* [Given problem]
Start at the line containing "Pass-network tagging: label the sofa cushion" and transcribe every line exactly through the end of the records below, and only those lines.

====

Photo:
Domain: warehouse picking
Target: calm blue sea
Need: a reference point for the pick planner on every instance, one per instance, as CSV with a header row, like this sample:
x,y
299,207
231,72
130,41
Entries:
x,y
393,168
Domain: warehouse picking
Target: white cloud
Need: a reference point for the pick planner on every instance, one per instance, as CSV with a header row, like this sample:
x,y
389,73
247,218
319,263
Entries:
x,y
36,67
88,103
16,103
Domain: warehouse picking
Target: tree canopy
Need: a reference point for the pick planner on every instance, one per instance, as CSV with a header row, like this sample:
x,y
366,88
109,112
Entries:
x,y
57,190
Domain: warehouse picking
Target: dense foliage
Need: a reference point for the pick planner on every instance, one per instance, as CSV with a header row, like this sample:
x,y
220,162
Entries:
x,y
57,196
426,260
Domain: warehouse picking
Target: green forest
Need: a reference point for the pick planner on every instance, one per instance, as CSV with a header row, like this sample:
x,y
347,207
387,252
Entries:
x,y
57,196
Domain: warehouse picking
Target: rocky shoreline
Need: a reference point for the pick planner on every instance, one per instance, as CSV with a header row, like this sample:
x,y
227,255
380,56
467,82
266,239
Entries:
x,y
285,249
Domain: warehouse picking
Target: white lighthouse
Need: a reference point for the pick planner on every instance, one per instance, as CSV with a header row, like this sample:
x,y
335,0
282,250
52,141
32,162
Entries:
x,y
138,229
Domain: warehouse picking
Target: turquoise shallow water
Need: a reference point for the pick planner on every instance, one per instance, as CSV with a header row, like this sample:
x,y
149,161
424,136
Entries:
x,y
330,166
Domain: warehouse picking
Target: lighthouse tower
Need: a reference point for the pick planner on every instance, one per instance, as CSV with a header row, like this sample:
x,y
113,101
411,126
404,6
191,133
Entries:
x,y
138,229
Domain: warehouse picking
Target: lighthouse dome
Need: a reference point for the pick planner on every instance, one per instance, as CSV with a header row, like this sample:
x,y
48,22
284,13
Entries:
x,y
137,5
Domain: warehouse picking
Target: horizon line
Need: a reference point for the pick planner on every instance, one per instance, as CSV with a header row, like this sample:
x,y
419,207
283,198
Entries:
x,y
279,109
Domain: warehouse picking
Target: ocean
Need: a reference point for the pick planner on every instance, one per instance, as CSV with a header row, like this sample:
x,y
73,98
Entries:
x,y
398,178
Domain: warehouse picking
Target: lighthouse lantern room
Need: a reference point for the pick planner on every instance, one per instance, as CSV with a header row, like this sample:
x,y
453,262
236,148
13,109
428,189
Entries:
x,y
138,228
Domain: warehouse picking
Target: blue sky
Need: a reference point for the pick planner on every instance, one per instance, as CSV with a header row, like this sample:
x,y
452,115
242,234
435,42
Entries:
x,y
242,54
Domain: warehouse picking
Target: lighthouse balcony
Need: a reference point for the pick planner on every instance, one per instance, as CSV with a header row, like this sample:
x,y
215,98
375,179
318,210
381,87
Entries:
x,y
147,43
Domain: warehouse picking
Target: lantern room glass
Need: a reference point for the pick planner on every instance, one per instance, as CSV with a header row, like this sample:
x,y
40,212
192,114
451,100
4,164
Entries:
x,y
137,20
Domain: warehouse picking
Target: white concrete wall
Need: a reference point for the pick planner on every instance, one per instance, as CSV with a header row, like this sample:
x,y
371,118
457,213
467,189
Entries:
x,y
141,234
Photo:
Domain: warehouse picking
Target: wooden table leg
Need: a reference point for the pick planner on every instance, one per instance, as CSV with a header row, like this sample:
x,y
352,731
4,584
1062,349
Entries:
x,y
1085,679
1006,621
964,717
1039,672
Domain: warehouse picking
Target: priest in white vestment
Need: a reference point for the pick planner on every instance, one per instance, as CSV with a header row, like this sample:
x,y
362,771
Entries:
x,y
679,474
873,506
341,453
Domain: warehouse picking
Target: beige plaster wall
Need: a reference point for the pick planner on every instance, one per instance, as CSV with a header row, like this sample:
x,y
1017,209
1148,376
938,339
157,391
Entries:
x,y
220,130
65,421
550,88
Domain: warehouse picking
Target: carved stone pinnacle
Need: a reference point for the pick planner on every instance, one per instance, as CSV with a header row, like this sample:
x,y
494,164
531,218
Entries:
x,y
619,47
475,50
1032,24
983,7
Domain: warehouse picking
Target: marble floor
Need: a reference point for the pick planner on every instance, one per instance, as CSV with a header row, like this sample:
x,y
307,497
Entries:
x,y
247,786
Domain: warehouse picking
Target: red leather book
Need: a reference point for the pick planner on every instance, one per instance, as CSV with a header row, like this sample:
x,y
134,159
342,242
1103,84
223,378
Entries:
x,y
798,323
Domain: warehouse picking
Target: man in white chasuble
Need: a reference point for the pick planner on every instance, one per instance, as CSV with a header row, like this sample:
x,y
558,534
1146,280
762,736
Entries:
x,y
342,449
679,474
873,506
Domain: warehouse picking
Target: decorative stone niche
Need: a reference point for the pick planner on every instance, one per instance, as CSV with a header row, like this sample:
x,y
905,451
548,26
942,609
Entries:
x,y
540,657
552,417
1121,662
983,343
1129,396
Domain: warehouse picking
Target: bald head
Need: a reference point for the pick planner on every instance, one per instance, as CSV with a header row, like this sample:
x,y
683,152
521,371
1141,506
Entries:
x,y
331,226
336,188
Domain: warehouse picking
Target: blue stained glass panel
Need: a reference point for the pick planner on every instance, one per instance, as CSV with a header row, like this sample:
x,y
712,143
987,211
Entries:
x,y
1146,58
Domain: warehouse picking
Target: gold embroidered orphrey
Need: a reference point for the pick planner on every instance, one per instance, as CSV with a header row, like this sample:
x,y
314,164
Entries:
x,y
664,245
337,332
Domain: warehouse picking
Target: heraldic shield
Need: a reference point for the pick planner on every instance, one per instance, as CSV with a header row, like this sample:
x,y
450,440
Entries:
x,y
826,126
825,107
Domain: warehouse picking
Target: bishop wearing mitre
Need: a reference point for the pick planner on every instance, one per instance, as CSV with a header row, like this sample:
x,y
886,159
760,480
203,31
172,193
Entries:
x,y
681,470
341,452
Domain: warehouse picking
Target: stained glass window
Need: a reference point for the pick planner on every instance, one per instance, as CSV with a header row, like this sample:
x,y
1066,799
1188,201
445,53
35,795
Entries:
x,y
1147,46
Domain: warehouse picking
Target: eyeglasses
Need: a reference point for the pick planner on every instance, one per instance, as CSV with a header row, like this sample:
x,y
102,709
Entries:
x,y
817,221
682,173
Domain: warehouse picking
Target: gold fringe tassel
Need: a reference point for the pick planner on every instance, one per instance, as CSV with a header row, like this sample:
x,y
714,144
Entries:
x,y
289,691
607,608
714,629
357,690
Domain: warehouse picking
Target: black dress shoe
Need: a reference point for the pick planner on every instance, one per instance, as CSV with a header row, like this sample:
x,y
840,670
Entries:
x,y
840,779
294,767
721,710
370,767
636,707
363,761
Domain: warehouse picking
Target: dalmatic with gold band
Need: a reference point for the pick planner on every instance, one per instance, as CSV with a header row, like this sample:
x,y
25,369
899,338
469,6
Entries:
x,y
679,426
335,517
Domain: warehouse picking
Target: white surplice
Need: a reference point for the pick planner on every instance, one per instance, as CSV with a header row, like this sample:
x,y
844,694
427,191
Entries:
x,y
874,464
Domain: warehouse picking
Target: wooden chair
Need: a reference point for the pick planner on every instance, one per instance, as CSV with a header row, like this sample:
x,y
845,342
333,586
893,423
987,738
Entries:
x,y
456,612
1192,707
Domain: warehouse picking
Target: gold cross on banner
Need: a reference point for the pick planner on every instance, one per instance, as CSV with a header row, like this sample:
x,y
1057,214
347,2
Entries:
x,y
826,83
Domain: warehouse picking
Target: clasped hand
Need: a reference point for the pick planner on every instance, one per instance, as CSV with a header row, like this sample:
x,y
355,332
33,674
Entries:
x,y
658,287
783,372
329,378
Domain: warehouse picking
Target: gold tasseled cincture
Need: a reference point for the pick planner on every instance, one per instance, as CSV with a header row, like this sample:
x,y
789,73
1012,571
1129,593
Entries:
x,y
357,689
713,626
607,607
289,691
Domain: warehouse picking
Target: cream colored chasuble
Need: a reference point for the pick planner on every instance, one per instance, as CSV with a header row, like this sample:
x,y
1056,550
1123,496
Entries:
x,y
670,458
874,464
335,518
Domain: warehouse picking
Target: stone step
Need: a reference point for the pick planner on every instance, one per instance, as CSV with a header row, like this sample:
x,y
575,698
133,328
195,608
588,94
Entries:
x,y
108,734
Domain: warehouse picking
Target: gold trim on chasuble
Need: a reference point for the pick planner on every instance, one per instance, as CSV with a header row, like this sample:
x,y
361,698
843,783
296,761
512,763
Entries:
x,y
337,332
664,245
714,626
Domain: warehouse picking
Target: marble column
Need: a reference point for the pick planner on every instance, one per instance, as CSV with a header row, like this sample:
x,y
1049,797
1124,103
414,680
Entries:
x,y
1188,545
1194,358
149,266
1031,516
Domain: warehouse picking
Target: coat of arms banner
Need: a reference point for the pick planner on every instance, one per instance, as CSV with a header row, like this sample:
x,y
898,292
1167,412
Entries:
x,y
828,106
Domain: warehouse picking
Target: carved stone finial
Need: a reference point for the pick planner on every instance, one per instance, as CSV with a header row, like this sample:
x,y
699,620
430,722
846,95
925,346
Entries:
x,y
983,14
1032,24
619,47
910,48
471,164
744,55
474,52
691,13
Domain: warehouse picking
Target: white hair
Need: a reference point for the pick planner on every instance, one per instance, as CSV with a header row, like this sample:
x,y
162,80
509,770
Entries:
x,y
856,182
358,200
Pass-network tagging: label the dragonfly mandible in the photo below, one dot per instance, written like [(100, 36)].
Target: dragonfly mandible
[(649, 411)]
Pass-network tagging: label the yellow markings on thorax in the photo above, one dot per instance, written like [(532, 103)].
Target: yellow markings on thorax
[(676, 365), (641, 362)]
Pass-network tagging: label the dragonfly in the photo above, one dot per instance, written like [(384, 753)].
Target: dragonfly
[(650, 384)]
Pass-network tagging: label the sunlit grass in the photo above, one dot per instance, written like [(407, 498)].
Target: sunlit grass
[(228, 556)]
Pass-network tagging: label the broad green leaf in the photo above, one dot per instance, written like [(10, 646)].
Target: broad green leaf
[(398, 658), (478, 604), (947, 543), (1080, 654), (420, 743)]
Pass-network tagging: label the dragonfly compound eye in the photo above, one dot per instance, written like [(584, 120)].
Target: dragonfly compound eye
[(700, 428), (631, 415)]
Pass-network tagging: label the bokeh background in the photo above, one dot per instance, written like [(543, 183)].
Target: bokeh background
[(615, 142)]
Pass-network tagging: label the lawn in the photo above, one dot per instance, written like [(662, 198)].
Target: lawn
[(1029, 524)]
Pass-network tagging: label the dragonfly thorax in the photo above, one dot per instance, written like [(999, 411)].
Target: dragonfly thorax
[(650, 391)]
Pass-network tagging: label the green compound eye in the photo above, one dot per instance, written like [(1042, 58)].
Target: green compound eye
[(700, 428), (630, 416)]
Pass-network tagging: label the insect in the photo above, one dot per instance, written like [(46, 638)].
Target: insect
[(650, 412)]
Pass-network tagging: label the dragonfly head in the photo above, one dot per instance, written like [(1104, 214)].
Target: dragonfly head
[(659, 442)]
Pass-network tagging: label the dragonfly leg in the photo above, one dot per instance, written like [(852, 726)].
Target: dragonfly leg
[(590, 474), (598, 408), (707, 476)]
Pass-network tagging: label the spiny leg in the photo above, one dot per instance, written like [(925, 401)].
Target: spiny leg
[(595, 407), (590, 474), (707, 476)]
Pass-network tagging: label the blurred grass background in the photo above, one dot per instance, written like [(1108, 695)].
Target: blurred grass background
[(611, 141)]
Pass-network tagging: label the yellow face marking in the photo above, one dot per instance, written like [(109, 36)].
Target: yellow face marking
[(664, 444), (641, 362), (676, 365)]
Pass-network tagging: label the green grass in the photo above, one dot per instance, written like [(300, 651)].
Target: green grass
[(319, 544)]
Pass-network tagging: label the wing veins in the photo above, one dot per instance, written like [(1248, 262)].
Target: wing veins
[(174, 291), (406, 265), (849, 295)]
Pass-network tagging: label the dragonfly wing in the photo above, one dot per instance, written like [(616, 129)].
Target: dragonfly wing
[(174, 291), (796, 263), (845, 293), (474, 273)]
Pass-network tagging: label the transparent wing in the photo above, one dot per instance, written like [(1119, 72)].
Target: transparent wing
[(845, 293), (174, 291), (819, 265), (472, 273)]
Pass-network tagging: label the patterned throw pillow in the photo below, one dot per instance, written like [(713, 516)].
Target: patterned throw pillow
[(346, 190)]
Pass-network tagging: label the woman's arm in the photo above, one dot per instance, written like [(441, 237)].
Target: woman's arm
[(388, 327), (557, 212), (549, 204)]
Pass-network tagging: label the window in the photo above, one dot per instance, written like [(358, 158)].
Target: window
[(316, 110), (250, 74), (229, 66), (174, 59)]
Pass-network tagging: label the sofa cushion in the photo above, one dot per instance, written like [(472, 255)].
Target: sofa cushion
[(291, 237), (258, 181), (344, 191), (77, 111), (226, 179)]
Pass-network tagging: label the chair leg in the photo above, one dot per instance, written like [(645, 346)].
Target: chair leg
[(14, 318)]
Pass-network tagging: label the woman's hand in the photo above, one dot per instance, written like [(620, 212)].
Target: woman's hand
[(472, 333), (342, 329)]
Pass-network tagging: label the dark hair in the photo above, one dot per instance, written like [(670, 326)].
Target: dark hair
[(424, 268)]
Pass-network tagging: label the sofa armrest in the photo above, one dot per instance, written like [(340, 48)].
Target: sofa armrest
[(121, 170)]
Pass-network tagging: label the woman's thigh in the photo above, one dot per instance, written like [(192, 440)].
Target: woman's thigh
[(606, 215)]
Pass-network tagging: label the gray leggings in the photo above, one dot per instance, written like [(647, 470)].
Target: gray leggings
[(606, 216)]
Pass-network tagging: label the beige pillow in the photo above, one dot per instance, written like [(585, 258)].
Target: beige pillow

====

* [Written solution]
Pass-network tagging: label the sofa cushion in the photo above, one dot per instance, written like [(472, 255)].
Target: sofa cushion
[(291, 237), (258, 181), (344, 191), (77, 111), (226, 179)]
Pass-network tagging: label the chair leg in the photo above, one dot per instance, written like [(645, 346)].
Target: chair leg
[(14, 318)]
Pass-network tagging: label the woman's hand in the photo above, one dot per instance, written like [(620, 212)].
Target: woman's hand
[(472, 333), (342, 329)]
Pass-network tagging: label the dark hair in the photo above, one dot per instance, written like [(670, 326)].
Target: dark hair
[(424, 268)]
Pass-network tagging: label the sofa armrest in the photo above, one dot per instance, written like [(340, 48)].
Target: sofa armrest
[(121, 170)]
Pass-network tagging: label the woman's thigh in the photo above, one dot per instance, written like [(192, 440)].
Target: woman's thigh
[(606, 215)]
Pass-network tagging: label the gray leggings in the photo above, one dot per instance, written like [(647, 470)].
Target: gray leggings
[(606, 216)]
Pass-network tagging: label the beige pillow in the photo above, one dot per instance, written like [(585, 258)].
Target: beige pillow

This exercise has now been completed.